### Work order
The word "each" marks the lines to find; copy every such line from the data below.

(Point-per-instance localization data)
== Segment start ==

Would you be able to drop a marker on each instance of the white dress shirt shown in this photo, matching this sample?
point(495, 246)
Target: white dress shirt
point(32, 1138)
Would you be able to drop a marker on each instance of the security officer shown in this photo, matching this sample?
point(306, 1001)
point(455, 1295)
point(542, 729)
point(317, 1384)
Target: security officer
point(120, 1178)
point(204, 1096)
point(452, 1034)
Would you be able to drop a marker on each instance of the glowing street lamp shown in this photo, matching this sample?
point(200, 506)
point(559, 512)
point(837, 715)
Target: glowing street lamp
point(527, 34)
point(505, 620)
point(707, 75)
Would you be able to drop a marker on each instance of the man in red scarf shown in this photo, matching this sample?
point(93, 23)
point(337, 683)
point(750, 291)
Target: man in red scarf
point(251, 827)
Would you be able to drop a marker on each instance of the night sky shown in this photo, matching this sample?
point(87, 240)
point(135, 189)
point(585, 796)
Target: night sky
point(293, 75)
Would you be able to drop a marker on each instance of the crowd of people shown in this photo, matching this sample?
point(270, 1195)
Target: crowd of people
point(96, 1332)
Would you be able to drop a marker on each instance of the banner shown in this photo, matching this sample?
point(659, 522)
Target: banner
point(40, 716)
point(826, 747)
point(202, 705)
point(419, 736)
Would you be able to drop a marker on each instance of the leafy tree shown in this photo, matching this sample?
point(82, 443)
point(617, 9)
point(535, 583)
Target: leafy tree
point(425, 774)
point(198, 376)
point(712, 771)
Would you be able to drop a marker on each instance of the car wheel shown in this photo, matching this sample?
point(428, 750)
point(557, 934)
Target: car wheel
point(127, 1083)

== Segment end ==

### Result
Would you be able to drop a marker on each instance of the white dress shirt shown in this photo, matching this sample?
Would you be able to drop a marker on each instance of the security officer shown in this photo, matching this sample?
Would you be able to drop a marker on each instance of the glowing street lamp shown in this photo, matching this sample?
Would you be able to drop a marker on each instance of the man in red scarf shown in this photo, matching this sample?
Would you be able to drop a marker on each instance of the night sky shown in this photo, matching this sample?
Would you be able to drop a marker on each instance of the crowd of people shown in this photo, matching this sample?
Would you be able to drop a marker on each instance of the banner shown in this photo, matching this sample?
Would you be able to drop a marker on each instance of the leafy tree shown in this photo, matching this sample?
Would you be able to drop a marker on each instance of the car wheel shown in this photo, matching this sample?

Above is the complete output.